Saved entries:
:::

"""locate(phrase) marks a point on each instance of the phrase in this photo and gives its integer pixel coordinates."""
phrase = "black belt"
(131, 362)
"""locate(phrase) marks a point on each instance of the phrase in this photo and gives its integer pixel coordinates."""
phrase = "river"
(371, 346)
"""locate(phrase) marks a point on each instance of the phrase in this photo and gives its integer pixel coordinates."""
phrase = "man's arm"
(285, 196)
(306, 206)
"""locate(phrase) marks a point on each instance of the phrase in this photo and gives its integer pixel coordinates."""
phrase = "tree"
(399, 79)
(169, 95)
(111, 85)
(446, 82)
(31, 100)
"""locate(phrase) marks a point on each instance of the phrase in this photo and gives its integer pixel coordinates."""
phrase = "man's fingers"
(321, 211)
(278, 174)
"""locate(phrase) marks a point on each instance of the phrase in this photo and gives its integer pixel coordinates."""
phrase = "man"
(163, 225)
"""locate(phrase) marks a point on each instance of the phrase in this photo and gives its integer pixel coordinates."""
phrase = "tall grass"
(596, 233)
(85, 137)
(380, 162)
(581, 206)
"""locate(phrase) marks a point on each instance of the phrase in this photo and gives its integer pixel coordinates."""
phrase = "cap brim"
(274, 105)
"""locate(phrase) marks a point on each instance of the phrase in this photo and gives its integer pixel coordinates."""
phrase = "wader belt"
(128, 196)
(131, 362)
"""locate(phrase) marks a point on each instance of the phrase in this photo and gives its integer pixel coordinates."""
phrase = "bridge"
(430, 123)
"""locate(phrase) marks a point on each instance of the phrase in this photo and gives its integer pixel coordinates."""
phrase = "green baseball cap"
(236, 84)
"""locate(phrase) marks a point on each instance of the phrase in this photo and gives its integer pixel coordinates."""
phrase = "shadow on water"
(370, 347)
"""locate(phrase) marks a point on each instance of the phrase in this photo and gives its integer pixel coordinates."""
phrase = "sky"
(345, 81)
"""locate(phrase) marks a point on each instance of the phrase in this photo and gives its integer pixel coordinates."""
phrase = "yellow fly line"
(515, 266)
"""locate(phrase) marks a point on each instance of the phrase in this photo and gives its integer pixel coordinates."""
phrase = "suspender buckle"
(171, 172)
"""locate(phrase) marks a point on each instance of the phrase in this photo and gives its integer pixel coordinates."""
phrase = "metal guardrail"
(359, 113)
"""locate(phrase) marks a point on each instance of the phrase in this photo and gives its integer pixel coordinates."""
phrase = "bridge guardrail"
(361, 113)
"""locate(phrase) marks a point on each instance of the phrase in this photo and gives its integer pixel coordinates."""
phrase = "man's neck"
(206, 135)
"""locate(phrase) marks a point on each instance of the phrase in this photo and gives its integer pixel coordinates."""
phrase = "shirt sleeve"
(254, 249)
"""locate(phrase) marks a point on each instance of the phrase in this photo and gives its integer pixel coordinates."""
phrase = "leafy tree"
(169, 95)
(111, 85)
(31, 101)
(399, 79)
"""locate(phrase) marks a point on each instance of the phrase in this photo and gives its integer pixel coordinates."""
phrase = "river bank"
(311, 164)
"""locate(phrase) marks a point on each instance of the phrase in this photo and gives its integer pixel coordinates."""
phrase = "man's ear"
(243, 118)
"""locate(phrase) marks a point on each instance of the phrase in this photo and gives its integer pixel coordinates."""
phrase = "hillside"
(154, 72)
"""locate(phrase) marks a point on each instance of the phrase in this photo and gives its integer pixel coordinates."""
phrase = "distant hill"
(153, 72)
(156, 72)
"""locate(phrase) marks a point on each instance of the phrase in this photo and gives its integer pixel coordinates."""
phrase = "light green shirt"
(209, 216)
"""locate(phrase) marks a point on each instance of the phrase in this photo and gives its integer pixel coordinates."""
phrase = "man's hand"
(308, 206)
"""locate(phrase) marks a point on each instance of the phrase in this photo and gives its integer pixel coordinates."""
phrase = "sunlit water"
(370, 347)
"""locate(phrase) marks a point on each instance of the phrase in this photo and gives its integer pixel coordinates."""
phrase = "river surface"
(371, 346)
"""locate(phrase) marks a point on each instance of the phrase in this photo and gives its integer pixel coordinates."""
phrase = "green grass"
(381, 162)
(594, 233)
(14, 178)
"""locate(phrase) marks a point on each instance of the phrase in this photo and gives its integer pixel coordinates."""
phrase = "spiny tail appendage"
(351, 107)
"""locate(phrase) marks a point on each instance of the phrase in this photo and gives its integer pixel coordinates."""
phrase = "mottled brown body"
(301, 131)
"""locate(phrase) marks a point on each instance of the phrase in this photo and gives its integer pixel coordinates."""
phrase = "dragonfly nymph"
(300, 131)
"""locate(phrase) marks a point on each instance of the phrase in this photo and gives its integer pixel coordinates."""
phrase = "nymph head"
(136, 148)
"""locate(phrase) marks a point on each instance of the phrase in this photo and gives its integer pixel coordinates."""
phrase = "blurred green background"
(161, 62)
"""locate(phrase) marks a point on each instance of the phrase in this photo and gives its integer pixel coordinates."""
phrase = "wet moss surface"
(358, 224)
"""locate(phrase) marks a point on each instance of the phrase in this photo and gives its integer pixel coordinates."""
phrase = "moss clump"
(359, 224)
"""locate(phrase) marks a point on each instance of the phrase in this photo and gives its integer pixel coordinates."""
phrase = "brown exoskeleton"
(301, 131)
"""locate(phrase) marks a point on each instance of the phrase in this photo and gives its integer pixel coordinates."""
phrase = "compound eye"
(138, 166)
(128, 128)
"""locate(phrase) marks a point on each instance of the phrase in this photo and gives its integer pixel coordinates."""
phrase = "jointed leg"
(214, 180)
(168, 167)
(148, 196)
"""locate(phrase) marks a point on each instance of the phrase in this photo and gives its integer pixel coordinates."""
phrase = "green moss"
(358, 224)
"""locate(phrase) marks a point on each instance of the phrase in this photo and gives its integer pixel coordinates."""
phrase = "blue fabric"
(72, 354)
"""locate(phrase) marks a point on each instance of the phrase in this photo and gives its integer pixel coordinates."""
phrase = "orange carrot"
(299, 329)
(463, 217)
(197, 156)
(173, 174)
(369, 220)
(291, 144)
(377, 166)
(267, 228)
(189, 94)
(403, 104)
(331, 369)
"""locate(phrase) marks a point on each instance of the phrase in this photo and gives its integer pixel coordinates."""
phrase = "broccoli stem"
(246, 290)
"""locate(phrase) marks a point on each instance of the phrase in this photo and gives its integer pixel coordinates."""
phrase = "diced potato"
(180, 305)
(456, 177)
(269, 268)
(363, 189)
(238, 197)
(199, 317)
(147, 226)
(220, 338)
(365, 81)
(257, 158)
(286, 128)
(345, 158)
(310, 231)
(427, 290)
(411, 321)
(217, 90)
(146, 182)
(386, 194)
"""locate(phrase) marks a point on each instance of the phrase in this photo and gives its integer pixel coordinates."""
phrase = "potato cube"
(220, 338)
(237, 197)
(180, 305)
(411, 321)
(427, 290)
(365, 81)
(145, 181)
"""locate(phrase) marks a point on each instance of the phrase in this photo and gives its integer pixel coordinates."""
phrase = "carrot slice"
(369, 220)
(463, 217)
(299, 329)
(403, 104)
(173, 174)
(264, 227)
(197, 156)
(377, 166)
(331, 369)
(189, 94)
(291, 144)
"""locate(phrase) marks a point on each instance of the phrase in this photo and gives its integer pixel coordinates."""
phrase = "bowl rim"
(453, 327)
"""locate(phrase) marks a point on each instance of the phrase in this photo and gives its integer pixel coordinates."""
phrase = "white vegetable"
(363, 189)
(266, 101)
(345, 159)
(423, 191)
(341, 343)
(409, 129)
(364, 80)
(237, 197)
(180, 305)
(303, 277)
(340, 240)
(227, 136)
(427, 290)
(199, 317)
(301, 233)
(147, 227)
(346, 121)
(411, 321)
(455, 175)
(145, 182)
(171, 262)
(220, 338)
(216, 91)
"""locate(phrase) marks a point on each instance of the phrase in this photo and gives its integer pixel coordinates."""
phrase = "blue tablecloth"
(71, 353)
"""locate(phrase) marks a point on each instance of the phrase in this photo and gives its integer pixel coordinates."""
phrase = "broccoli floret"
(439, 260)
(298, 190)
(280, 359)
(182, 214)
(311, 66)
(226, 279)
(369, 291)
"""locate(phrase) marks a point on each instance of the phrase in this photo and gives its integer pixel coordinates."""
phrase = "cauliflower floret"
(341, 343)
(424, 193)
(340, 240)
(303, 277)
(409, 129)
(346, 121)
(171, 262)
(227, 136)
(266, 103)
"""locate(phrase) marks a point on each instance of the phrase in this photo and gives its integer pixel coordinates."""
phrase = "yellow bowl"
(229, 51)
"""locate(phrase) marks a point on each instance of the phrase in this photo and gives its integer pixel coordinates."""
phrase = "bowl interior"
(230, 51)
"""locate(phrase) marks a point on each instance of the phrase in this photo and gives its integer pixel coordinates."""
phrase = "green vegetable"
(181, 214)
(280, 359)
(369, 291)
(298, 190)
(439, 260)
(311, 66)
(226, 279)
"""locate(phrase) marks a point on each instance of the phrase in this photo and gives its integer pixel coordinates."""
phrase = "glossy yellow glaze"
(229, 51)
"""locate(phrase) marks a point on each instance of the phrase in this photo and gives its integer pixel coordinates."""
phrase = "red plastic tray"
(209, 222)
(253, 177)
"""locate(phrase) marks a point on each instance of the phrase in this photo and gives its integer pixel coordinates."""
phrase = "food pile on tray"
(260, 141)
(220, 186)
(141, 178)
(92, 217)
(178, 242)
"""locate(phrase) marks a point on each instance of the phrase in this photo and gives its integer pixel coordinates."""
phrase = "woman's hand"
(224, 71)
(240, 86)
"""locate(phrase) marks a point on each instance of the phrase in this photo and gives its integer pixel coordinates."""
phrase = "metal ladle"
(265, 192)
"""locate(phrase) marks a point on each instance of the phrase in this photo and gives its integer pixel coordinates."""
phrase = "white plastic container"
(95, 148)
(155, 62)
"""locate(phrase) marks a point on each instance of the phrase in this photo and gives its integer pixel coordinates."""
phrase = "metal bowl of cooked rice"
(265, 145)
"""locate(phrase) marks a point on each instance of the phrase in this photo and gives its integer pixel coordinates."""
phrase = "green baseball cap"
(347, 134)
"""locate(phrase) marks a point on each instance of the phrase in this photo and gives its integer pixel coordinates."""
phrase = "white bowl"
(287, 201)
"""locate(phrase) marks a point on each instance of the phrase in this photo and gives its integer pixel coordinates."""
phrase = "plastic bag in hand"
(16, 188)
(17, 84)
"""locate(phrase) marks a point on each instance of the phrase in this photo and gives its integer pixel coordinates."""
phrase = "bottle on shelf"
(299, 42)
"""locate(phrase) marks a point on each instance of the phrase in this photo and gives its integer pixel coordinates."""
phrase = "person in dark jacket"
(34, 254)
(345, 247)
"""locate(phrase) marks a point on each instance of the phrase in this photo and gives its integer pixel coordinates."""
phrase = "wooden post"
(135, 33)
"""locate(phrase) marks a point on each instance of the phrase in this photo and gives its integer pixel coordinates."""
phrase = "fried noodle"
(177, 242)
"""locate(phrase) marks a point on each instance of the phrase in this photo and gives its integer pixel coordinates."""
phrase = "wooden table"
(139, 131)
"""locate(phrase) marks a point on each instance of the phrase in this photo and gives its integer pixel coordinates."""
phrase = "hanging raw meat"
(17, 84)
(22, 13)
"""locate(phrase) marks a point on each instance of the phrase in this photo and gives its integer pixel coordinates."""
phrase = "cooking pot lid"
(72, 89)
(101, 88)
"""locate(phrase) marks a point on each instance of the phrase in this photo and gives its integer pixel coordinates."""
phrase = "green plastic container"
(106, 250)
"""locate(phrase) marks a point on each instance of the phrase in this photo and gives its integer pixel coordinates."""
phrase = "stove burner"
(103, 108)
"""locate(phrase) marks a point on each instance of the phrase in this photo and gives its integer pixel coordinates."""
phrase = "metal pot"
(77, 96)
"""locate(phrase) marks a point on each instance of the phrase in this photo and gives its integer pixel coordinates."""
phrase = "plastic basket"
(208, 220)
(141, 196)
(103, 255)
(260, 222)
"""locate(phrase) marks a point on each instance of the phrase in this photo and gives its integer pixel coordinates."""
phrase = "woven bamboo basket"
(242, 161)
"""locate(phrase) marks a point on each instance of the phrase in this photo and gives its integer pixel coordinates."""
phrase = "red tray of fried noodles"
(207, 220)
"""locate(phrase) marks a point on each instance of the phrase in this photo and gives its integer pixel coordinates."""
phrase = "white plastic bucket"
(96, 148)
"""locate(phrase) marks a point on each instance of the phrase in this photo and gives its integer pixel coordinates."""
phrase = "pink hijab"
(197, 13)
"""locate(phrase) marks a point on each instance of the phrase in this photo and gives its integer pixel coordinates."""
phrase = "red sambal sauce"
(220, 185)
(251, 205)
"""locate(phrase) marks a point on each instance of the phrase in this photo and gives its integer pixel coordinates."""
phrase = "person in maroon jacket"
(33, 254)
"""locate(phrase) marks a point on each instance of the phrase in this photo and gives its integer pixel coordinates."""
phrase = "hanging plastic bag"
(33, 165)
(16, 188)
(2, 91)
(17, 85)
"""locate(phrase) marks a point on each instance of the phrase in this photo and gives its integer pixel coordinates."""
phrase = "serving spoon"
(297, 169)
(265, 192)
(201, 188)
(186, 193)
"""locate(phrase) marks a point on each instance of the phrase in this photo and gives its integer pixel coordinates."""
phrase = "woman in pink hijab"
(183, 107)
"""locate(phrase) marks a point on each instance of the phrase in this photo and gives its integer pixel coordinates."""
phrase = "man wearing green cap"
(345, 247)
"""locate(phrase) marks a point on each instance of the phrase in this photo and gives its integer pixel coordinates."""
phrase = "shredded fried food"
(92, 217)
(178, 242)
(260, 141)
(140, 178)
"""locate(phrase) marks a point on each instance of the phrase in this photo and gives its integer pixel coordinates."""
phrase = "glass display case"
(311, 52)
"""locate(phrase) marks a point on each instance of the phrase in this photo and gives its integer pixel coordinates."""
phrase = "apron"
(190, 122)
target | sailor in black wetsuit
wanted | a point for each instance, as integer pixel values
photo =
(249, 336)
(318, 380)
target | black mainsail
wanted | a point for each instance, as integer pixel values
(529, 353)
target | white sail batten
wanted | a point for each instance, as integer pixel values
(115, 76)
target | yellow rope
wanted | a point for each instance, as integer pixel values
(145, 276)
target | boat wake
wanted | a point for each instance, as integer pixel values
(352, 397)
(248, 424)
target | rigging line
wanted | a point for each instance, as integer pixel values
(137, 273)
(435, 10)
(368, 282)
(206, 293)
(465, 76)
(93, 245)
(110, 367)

:::

After reading each line of the data, give only the number of lines that include the word "target".

6